EXERCISE TASKS:
1. In the Centre Crest article below, check statements (a), (b) and (c). For each, answer yes or no and quote the words from the article that decide it. (a) The terms of the contract with Complete HealthCare Resources have been negotiated. (b) The new board plans to rename the nursing home. (c) CHR budgeted a 2.5 percent management fee.
2. According to the Centre Crest article below, under what name has the new board incorporated?
3. Resume the Centre Crest article below, picking up after its final sentence.

The new Centre Crest nonprofit board has its management company.
Complete HealthCare Resources was hired Thursday as the first official action of the board, but terms and conditions of the contract have not been negotiated. CHR is acting as consultants for the Centre County Board of Commissioners and will continue until the transition to the nonprofit.
In its financial report to the commissioners, CHR budgeted a 2.5 percent management fee, which officials said is a standard contract for the industry. The management company will work on the operational side, and the first order of business will be staff retention.
“I think the highest priority is stabilization of staffing,” CHR Chief Operating Officer Cathy Otto said, adding that there will be in increased focus on employee recruitment as the nonprofit moves forward.
The new board — Mount Nittany Health board member Carl Raup, Mount Nittany Health Chief Financial Officer Rich Wisniewski, local business consultant Larry Bickford, Mount Nittany Health CEO Steve Brown, registered nurse Sally Walker, Centre Crest Auxiliary United Way liaison Betsy Boyer, retired banker Bill Rockey, auxiliary board member Connie Corl and recently retired Centre Foundation Executive Director Al Jones — has incorporated as Centre Care but has no intention of changing the name of the nursing home.

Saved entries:
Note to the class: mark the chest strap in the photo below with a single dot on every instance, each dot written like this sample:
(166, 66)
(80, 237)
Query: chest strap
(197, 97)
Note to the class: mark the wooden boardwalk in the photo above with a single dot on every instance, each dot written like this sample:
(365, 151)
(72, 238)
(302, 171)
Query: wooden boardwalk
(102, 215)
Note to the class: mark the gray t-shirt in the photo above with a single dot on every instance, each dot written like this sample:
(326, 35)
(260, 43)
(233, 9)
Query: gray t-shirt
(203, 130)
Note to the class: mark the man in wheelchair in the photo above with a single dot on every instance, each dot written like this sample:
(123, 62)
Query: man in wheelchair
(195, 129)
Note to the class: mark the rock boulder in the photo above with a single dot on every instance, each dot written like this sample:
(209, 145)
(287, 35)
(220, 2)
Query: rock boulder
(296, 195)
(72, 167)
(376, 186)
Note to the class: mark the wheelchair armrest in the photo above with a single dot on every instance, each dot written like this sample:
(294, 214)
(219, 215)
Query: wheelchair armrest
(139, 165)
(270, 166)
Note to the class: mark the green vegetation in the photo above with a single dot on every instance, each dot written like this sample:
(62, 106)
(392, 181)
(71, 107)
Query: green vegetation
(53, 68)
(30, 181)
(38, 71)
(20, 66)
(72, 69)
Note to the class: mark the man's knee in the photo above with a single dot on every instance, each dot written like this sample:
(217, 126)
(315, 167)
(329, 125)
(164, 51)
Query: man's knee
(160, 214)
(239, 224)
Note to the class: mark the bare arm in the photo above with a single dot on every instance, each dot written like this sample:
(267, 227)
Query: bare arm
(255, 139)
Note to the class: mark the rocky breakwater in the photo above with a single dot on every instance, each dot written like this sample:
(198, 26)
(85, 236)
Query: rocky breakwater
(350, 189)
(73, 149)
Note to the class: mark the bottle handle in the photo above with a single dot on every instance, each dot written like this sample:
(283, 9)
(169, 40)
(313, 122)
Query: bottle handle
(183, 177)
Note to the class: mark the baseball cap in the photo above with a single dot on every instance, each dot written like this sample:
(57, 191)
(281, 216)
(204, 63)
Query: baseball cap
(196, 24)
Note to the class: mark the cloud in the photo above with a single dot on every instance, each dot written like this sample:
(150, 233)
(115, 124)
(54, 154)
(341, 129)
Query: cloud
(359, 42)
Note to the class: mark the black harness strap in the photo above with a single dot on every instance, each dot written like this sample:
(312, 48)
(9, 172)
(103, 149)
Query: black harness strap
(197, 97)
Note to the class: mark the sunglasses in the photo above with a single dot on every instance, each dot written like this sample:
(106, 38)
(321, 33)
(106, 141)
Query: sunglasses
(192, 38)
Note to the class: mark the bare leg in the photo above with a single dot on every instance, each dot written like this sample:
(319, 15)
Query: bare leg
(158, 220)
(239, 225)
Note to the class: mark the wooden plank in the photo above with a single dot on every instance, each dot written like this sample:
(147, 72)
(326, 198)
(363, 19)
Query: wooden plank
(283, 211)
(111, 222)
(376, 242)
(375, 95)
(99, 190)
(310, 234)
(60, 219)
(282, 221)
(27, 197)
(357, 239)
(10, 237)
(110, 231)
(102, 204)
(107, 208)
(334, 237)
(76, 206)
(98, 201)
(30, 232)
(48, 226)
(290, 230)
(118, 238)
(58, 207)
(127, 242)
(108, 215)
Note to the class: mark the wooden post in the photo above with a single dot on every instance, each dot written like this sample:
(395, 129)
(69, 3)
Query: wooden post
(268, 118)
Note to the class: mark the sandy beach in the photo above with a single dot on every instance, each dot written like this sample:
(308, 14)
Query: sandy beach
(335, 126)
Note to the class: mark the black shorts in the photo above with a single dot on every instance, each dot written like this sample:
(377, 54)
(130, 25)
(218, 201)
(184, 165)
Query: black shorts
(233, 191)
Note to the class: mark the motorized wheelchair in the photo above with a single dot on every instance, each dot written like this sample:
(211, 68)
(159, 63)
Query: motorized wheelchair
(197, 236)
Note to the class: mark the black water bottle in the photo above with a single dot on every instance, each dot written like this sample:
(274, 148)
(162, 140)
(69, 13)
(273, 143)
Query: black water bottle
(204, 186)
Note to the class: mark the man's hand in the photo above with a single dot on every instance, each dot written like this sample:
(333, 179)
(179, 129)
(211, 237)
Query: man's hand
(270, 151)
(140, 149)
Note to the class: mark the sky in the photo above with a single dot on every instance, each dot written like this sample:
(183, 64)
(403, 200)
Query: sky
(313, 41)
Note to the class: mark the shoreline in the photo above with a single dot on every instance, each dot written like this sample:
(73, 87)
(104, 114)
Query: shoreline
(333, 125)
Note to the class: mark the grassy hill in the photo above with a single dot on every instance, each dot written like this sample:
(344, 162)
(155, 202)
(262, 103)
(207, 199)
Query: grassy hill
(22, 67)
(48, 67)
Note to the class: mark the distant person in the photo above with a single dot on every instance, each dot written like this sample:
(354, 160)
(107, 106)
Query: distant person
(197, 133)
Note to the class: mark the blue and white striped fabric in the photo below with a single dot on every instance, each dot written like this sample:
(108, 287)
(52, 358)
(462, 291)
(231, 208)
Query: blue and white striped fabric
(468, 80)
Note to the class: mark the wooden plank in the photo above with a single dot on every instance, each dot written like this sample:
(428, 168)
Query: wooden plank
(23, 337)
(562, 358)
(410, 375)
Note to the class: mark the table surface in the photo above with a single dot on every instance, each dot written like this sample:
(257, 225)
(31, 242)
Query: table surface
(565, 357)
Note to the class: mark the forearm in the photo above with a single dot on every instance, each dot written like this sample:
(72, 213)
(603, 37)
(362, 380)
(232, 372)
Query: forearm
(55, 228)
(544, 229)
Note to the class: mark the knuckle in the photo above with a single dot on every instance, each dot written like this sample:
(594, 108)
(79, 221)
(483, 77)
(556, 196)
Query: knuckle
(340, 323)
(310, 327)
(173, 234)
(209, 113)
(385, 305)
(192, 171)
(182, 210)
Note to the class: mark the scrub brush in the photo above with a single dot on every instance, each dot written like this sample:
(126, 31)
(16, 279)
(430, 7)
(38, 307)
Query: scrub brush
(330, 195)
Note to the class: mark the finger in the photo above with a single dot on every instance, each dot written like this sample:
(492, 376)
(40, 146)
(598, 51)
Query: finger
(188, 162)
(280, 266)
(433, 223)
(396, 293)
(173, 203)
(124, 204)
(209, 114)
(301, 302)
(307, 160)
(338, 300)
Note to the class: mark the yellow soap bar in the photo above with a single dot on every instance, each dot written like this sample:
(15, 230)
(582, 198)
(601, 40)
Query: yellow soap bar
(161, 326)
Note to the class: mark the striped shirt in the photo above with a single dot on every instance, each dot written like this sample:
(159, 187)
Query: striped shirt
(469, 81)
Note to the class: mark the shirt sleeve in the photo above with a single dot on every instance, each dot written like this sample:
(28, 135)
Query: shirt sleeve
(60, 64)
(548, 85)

ANSWERS BY ITEM NUMBER:
1.
(a) No: "terms and conditions of the contract have not been negotiated"
(b) No: "has no intention of changing the name of the nursing home"
(c) Yes: "CHR budgeted a 2.5 percent management fee"

2. Centre Care.

3.
The board met with the Centre Daily Times on Thursday.
Boyer, the board president, said each member has a commitment to maintaining Centre Crest as a community resource and making the nursing home a viable care center.
“Each one of us is here because we believe in this and because we want it to work,” she said,
Bickford will serve as the board’s vice president, and Raup will take the secretary/treasurer role.
Mount Nittany Health-affiliated members compose a third of the board. Wisniewski said their experience with working in a nonprofit environment will be important in making the Centre Crest transition successful.
“Hopefully we can bring (our experience) to the table and make it a great organization,” he said, “even better than what it is today.”
Members of the board also reiterated that they are committed to keeping a high percentage of Medicaid patients in the facility.
Otto said there might be room to increase from Centre Crest’s current 70 percent level to the 80 or 85 percent levels that exist at other facilities her company manages.
CHR is tasked with identifying potential changes that can happen quickly to increase profits and get more people into the nursing home, at a higher quality of care.
The nonprofit board was not able to comment on timetables or goals for a new facility, but CHR has said a new Centre Crest would be a possibility in the next five years.
The nonprofit is still very new, Boyer said, and bylaws and mission statements have not been formed.
The board has not yet decided if its meetings will be open or closed to the public, but board members said the public can bring concerns directly to them.
Public input and participation will be important, Raup said, especially in keeping a high number of volunteers at the nursing home.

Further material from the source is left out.